SET TASK ▸
Please pull out of the data below the lines from the one containing "Target: display window" through the one containing "(1142, 300)", and repeat them unchanged. Leave the picture marker out of your answer.

PROVIDED INFORMATION ▸
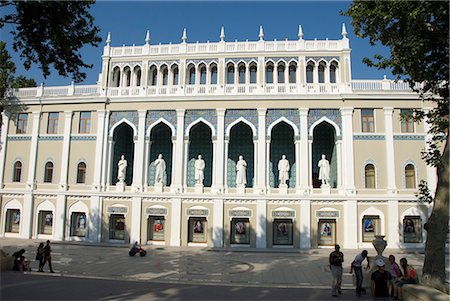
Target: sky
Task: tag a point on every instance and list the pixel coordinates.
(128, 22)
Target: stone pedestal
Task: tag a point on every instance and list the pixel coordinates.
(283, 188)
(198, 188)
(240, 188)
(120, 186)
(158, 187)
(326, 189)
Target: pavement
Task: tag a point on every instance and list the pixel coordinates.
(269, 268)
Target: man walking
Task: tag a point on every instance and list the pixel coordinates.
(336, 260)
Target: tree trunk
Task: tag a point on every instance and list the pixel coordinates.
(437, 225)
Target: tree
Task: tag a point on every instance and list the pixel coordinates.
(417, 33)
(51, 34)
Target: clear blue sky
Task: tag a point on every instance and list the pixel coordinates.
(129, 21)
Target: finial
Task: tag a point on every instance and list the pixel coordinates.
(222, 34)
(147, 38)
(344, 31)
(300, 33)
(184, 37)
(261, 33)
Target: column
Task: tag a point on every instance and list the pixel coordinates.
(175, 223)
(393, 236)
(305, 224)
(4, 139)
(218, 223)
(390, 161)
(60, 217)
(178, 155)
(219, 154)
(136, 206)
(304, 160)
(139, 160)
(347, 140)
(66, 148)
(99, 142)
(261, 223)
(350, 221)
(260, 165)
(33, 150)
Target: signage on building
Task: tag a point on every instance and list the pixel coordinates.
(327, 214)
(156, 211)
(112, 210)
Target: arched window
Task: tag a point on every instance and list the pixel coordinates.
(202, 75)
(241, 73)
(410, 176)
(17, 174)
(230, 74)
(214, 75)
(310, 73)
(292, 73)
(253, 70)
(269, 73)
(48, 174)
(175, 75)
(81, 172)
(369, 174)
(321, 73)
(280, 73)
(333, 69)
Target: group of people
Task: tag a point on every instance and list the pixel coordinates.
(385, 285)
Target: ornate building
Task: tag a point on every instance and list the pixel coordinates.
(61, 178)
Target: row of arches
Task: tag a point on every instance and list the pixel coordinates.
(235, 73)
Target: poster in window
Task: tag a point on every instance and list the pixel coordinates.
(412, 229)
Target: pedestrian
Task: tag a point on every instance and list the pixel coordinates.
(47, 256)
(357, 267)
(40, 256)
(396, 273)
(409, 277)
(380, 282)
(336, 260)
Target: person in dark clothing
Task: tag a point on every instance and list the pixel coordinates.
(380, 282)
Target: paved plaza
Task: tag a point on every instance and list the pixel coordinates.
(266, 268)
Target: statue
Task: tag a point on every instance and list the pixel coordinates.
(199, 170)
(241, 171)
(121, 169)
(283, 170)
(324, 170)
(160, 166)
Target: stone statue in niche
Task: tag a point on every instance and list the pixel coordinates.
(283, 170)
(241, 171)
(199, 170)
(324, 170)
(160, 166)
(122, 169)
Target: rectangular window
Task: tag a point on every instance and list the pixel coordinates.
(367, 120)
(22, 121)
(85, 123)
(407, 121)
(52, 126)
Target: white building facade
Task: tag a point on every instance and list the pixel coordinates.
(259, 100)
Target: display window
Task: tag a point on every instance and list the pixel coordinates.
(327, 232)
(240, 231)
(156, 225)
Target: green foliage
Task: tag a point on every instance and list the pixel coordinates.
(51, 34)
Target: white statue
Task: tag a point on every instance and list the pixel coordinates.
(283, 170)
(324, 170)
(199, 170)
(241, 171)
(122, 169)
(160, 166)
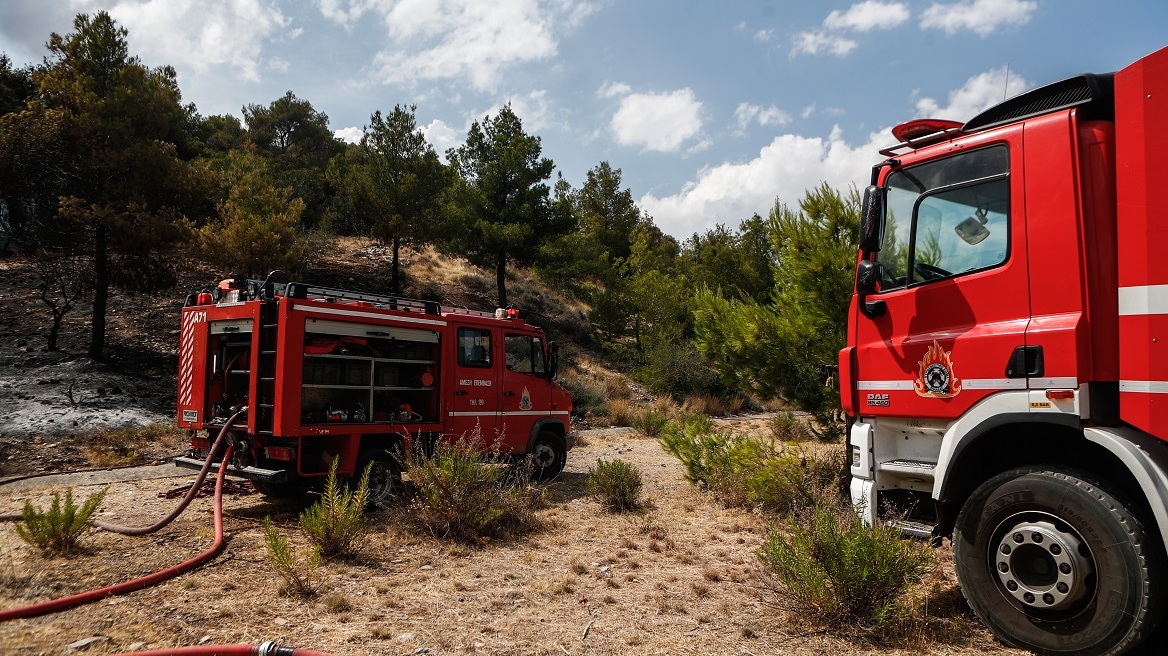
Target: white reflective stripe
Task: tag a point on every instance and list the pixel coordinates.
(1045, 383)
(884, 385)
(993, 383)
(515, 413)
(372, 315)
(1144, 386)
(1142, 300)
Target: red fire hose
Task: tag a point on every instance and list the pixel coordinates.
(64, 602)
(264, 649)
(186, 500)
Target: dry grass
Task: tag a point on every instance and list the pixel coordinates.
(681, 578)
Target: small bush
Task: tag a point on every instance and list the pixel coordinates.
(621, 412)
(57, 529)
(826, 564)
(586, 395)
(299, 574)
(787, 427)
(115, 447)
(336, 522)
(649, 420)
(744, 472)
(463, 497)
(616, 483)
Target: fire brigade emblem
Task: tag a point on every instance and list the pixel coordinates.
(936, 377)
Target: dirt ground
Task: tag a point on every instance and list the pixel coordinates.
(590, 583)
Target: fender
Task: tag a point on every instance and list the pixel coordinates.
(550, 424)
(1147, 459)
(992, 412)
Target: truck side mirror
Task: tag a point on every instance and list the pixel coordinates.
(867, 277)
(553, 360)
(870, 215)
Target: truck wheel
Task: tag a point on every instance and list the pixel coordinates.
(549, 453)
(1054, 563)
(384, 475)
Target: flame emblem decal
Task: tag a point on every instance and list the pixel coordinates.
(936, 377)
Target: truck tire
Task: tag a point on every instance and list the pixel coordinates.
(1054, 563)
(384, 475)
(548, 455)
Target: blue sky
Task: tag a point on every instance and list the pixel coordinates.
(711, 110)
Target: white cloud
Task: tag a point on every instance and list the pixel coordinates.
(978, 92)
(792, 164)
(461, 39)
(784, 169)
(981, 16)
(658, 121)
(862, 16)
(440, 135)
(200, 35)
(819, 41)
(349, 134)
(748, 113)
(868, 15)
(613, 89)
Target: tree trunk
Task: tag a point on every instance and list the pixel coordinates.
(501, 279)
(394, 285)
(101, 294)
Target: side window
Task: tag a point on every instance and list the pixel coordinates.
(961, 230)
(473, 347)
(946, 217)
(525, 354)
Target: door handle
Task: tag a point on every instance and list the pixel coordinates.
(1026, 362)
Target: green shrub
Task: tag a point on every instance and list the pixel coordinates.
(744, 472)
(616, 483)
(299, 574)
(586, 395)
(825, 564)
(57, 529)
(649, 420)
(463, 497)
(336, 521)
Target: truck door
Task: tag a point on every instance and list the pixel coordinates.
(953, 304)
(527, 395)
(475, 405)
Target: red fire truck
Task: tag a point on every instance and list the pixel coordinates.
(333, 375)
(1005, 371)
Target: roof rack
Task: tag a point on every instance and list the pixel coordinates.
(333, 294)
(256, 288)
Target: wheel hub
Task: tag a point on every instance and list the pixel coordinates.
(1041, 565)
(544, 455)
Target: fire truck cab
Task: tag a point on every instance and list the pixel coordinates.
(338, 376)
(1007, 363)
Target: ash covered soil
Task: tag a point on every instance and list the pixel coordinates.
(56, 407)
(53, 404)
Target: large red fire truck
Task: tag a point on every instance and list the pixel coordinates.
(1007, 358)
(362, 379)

==

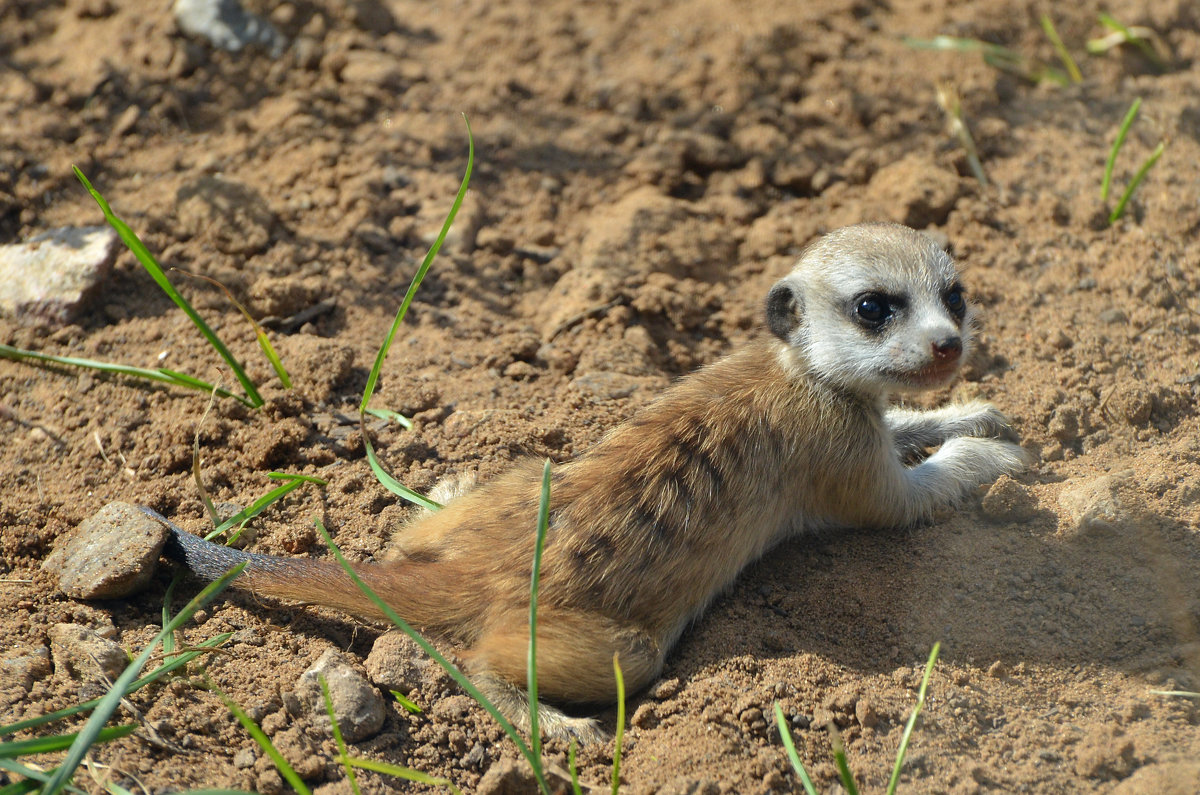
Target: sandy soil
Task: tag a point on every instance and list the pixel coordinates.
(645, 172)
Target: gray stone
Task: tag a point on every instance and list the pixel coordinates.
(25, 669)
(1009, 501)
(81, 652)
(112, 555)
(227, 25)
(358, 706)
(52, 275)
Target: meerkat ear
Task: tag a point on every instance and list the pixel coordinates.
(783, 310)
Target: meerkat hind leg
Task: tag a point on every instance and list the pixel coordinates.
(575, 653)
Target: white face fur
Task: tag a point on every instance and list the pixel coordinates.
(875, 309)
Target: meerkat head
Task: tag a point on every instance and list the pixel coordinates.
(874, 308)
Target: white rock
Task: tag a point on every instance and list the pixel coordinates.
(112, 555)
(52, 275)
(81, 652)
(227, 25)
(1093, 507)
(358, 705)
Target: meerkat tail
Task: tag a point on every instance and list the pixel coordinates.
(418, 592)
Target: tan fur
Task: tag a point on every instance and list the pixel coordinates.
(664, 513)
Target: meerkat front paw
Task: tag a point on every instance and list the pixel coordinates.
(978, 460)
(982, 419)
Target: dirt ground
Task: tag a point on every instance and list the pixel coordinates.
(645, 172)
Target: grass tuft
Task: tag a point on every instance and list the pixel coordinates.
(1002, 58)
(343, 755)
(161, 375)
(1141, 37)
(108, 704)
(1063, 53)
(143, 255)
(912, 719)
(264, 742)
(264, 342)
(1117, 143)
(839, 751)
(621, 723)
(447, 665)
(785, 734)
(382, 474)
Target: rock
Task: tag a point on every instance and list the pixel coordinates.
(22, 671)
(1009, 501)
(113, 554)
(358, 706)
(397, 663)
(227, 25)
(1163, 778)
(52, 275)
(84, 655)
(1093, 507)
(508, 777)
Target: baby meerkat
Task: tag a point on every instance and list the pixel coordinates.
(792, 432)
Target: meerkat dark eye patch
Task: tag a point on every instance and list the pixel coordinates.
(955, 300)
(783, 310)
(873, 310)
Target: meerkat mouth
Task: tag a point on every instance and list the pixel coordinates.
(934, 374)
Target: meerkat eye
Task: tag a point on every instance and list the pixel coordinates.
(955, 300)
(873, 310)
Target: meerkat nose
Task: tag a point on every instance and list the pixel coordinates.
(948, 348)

---

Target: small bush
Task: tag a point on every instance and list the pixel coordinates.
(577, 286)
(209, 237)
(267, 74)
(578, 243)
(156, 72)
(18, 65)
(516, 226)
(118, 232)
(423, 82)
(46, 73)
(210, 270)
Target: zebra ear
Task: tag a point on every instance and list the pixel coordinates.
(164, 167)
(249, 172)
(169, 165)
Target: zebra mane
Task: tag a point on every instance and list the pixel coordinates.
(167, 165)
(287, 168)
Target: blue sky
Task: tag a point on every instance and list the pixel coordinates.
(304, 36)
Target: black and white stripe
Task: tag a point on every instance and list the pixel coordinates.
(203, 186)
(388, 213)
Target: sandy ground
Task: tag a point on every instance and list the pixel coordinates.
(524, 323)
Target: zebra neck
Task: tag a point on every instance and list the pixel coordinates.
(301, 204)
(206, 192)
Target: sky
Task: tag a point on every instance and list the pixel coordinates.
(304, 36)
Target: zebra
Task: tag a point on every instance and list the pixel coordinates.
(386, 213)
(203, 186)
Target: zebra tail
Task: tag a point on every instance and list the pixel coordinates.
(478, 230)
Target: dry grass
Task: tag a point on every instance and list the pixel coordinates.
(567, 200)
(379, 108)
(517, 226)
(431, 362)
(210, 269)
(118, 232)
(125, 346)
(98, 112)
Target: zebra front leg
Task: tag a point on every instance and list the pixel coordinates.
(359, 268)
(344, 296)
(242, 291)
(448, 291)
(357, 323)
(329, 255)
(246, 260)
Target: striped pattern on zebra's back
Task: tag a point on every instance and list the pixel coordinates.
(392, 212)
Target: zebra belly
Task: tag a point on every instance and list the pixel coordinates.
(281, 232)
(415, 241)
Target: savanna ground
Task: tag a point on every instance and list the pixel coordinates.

FINISHED ANSWER ▸
Target: display window
Task: tag a point on every instance and list the pixel coordinates.
(327, 232)
(240, 231)
(156, 225)
Target: green foliage
Task: tag a point on every instance and list the pixel coordinates.
(51, 34)
Target: white statue
Task: tag a point on every instance and list the pixel coordinates.
(283, 170)
(324, 170)
(199, 170)
(241, 171)
(122, 169)
(160, 166)
Target: white reflective stripe
Task: tag a point on every instance and list the pixel coordinates.
(1045, 383)
(884, 385)
(993, 383)
(515, 413)
(372, 315)
(1144, 386)
(1142, 300)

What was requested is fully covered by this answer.